_DATA SHOWN:_

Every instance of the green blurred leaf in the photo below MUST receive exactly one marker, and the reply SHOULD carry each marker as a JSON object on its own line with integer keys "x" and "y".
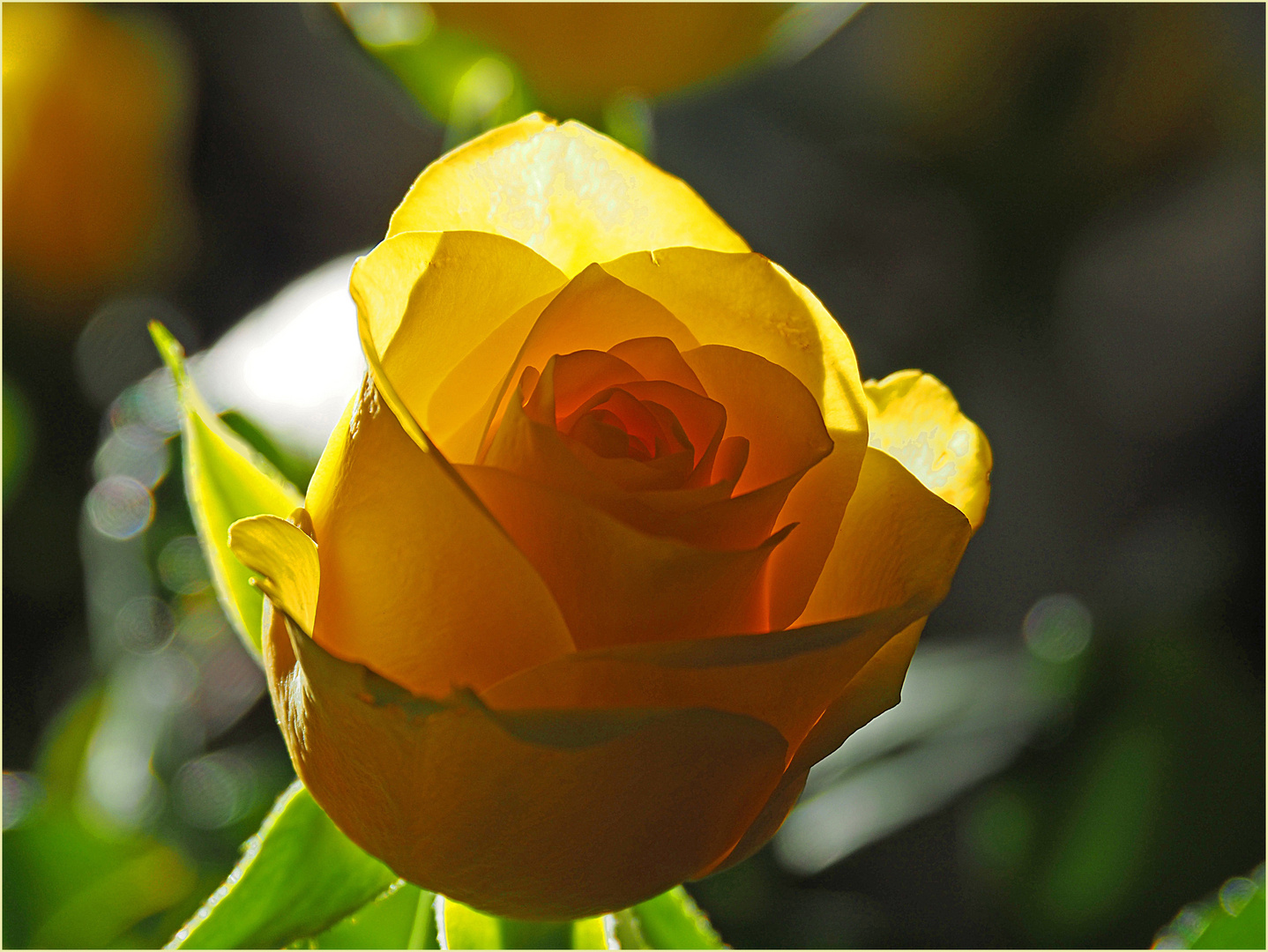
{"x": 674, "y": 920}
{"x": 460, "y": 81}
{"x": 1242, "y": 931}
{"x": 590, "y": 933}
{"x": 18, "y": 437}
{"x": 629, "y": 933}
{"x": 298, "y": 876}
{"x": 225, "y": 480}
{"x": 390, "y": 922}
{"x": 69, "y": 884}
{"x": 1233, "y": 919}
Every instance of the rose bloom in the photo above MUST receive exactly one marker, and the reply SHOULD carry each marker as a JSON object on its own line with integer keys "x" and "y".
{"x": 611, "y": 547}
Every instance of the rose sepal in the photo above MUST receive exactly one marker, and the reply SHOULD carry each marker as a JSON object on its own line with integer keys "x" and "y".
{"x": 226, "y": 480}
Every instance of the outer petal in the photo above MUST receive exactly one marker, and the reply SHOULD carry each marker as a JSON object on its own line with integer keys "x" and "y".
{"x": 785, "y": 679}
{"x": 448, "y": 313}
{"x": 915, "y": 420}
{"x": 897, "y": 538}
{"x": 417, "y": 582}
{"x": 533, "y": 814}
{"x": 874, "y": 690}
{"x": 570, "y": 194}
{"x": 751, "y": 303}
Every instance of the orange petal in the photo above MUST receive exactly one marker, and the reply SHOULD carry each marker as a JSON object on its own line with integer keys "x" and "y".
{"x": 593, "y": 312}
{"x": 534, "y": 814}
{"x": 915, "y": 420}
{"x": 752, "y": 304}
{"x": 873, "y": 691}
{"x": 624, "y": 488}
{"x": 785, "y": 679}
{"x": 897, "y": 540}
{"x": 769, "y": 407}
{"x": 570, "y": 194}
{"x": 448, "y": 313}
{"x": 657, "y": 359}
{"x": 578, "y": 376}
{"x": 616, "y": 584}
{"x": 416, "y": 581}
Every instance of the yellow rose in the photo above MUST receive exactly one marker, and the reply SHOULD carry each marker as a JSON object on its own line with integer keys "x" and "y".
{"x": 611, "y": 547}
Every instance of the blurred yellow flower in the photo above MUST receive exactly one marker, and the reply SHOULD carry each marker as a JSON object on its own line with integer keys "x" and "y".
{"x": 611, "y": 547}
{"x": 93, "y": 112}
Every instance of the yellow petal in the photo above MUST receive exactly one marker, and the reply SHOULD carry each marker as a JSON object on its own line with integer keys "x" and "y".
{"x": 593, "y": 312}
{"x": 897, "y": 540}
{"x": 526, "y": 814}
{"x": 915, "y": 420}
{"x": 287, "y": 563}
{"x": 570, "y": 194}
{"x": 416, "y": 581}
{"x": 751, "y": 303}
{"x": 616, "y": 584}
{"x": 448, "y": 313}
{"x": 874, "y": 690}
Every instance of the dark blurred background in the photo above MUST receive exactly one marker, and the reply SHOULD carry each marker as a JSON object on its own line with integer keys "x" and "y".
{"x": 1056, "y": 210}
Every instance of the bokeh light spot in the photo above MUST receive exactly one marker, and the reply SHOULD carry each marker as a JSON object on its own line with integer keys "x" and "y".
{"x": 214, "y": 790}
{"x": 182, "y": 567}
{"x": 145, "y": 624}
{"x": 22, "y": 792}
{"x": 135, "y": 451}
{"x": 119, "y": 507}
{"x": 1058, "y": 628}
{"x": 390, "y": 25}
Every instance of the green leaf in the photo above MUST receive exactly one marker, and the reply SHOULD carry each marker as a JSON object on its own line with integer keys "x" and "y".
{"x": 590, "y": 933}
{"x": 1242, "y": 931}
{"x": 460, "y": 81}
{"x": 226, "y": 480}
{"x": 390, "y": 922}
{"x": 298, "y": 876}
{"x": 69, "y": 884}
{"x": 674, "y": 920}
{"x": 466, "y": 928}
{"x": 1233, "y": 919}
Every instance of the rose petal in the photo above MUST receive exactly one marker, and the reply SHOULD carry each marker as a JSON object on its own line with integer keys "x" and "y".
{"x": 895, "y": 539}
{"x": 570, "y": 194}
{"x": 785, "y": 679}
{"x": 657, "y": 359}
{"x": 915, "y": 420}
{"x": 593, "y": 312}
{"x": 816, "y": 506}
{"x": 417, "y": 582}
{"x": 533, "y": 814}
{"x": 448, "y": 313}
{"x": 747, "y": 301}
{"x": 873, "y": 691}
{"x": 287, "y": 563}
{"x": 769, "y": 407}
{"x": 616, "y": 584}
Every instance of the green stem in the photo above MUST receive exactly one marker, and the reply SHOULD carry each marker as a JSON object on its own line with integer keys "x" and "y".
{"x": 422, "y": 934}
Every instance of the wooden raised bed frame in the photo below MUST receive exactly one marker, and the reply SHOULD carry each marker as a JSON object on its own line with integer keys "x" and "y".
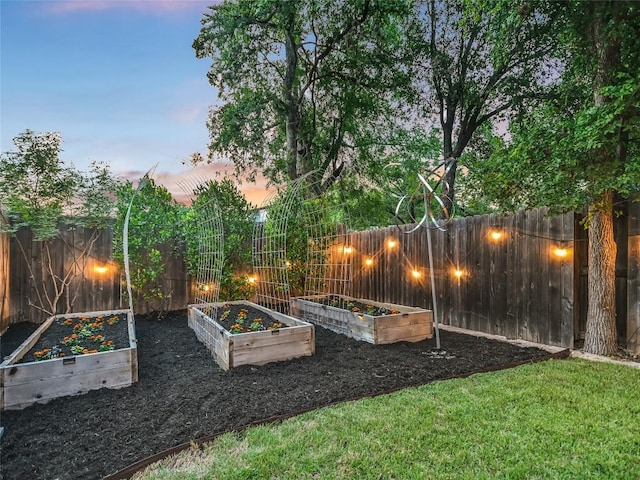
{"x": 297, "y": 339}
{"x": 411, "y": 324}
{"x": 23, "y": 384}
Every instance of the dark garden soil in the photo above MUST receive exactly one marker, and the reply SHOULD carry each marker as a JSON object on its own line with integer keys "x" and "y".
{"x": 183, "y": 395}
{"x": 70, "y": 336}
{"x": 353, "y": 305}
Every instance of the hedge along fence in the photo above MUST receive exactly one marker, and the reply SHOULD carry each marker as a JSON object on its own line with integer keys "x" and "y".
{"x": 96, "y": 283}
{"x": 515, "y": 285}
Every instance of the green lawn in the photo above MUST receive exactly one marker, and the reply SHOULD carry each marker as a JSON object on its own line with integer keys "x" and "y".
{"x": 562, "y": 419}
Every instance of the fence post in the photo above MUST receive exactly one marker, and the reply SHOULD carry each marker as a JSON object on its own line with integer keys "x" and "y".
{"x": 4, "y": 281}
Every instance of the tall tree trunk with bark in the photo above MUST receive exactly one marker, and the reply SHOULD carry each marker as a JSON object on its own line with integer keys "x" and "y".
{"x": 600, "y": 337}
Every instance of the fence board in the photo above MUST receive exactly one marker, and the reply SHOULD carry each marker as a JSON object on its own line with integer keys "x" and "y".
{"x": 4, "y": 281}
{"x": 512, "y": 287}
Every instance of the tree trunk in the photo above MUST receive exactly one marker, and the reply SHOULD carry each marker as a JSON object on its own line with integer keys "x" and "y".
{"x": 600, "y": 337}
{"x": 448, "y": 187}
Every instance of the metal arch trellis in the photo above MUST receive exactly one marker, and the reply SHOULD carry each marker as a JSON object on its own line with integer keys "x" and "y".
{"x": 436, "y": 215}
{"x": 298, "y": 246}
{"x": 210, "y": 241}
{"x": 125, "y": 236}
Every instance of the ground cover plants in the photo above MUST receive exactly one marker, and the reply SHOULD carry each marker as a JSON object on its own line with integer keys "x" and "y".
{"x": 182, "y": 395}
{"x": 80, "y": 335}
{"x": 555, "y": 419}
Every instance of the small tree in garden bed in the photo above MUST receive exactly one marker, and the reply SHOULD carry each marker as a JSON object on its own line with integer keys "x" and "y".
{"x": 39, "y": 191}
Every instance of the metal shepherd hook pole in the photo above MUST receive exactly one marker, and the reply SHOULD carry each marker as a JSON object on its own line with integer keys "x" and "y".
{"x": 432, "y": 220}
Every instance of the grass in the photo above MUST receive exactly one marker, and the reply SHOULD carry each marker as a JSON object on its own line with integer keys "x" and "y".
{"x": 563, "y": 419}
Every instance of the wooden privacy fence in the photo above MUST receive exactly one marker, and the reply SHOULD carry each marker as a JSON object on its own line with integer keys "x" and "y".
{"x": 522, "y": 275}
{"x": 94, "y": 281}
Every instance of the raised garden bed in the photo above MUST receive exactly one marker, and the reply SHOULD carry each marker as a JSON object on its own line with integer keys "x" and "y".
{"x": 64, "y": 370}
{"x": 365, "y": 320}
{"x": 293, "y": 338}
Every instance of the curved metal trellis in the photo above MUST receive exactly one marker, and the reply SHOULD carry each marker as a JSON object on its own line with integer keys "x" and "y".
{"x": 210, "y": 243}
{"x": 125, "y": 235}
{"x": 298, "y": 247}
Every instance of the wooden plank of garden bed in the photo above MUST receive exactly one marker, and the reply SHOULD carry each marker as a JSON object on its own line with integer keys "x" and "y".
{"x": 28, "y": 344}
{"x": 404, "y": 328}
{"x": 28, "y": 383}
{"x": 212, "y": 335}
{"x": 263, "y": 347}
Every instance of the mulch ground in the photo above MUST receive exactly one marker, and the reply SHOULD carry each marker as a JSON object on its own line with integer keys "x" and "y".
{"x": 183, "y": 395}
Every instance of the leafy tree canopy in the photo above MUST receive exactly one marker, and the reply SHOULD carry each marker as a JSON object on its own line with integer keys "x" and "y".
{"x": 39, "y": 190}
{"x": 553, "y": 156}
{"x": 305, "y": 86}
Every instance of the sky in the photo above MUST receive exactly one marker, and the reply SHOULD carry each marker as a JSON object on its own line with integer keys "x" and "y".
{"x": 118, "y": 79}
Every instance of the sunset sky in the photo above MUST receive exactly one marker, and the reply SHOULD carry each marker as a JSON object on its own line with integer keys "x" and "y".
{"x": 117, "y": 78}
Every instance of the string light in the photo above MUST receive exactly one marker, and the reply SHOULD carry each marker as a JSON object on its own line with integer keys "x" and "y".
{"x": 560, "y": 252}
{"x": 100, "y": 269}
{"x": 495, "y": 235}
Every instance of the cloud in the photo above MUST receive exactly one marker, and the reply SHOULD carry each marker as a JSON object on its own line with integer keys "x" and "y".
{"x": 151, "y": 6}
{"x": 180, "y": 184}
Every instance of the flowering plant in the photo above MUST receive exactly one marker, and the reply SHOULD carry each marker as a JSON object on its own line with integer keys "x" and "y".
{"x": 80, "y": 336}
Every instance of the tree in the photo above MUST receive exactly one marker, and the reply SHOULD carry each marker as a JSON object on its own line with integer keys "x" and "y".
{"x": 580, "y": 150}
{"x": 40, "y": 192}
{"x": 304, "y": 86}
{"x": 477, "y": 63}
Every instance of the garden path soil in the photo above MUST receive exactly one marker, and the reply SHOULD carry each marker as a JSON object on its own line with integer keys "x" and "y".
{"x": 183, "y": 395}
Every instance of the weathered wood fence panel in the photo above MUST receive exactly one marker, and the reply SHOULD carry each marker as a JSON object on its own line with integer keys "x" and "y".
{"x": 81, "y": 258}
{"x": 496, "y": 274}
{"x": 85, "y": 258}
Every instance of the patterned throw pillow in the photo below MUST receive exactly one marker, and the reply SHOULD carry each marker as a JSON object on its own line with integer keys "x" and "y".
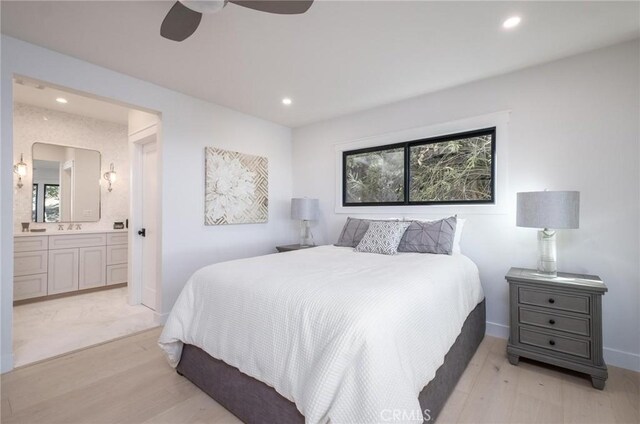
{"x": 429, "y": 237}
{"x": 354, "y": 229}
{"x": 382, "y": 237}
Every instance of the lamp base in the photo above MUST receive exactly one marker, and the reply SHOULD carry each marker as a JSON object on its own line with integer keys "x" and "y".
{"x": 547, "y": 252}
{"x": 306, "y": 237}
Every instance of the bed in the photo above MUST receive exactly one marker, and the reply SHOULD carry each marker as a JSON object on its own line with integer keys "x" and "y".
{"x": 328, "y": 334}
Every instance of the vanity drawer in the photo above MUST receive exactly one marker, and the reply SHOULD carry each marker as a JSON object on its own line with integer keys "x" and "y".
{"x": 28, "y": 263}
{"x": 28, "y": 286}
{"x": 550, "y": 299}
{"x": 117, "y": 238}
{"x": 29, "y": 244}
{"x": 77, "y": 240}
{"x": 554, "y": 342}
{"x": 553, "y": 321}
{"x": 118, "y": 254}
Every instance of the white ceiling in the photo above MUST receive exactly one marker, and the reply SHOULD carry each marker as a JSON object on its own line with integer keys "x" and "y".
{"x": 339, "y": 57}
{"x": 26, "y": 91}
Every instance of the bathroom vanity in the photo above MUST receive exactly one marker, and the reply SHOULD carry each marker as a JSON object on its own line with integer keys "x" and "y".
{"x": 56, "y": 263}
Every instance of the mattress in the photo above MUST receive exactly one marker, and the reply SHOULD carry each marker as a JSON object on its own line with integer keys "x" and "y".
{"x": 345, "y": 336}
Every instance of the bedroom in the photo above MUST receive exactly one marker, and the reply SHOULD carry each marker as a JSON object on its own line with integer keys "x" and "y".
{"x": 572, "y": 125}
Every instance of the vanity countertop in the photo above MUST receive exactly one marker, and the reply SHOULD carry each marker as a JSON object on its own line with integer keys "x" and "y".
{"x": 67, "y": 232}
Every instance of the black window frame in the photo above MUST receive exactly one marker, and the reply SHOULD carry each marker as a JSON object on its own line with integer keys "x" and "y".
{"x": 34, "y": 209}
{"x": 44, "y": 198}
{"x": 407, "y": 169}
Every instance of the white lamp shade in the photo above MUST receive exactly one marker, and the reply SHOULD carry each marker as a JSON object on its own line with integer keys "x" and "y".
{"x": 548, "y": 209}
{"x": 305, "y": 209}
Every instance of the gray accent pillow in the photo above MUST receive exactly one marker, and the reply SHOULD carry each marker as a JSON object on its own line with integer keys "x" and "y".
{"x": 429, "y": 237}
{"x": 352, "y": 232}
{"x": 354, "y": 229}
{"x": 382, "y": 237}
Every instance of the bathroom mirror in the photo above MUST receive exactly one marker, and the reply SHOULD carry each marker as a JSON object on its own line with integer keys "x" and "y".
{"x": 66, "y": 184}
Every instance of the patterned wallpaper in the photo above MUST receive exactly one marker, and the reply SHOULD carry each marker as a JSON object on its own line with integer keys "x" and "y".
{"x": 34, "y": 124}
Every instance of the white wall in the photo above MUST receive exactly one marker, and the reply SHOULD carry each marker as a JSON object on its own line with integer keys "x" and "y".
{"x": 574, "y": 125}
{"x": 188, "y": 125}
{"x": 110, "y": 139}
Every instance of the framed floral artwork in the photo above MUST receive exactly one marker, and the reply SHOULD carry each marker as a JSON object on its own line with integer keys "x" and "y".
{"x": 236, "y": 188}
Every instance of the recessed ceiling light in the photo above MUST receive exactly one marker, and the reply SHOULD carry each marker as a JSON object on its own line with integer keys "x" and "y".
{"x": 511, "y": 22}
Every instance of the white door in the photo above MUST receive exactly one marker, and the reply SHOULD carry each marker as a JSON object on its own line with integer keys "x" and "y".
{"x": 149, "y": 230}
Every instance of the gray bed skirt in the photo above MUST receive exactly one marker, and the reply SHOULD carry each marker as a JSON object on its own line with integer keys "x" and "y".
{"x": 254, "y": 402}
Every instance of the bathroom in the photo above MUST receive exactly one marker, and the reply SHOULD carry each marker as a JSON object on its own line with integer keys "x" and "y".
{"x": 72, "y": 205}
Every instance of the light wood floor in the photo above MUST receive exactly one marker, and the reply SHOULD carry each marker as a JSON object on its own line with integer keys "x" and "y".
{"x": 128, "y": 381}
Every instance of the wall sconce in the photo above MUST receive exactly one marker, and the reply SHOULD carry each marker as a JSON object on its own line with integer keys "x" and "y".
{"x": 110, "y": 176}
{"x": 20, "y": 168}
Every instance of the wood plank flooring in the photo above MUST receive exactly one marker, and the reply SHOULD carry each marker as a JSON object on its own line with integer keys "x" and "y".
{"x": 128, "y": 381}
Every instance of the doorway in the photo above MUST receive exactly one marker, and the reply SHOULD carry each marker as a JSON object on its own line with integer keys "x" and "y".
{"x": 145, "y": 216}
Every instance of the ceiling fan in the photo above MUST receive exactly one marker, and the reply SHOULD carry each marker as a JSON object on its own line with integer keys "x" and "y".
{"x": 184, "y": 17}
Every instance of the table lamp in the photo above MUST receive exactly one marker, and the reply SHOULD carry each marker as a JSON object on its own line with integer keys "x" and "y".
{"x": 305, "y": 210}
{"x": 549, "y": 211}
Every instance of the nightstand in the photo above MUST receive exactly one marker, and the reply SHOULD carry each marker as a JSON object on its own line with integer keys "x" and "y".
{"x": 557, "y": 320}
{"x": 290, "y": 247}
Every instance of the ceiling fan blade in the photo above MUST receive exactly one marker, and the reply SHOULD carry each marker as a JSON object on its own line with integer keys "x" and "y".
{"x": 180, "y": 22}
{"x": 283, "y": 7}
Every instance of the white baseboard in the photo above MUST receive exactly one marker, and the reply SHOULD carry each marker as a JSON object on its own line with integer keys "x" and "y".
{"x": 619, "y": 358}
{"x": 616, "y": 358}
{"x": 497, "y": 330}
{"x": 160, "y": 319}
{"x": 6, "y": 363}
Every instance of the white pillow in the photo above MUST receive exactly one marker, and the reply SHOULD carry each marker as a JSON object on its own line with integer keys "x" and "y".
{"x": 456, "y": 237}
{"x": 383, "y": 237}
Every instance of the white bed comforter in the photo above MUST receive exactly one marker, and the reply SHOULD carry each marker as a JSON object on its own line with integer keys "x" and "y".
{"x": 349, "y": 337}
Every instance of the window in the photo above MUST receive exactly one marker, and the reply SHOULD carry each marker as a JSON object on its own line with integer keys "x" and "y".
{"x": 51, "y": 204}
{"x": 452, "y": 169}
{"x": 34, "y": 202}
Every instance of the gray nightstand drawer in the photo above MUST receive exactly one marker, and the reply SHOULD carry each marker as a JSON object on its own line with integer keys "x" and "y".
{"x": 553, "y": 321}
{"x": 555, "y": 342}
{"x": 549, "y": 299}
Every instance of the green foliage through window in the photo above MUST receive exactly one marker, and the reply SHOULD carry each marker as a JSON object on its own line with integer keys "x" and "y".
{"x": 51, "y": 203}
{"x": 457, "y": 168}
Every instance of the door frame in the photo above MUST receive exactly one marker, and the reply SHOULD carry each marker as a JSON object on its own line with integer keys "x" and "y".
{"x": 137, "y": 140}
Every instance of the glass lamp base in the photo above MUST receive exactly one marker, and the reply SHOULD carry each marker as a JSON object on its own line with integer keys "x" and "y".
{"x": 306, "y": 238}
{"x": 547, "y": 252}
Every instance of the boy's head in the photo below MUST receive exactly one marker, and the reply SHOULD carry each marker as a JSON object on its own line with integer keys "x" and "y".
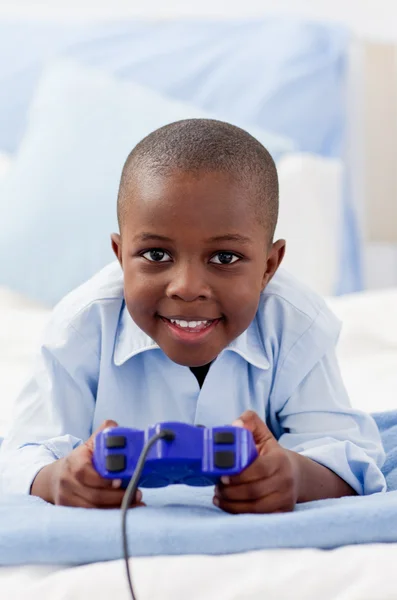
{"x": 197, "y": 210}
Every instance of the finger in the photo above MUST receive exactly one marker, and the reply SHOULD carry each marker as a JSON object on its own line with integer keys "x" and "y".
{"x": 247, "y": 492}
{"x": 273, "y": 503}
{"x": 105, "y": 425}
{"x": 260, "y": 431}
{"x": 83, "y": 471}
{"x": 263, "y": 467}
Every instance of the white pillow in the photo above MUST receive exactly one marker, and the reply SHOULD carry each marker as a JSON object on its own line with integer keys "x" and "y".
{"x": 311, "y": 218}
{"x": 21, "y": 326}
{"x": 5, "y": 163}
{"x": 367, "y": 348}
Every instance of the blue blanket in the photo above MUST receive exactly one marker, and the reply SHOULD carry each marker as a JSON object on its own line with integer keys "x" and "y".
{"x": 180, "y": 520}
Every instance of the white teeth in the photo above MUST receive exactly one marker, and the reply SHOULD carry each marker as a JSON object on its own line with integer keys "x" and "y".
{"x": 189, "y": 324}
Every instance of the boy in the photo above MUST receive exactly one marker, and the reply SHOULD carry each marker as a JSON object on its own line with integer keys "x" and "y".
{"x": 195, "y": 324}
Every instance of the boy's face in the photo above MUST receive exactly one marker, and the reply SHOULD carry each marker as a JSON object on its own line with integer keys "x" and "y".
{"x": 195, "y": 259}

_TASK INSTRUCTIONS:_
Transcribe, word for word, every line from the one containing "Every instance of the white teeth" through the final line of the entries, and nothing else.

_SOLUTION TO THIS EXERCISE:_
Every instance of the white teeth in the photo above MUST receive exactly one marker, and the reply SHOULD carry each marker as a JSON object on its own line with integer keys "x" and "y".
{"x": 189, "y": 324}
Every instance of the boy in the photo above MUST receive exactly one marker, and the reply SHOULD carry each marker as a JSON object on its own line with integer keys "x" and "y".
{"x": 195, "y": 324}
Every instance of the boy's face in the photo above MUST receive exactly one marker, and the reply SHOULD carry each marker as a JSON object on its own line with integer keys "x" and "y".
{"x": 195, "y": 259}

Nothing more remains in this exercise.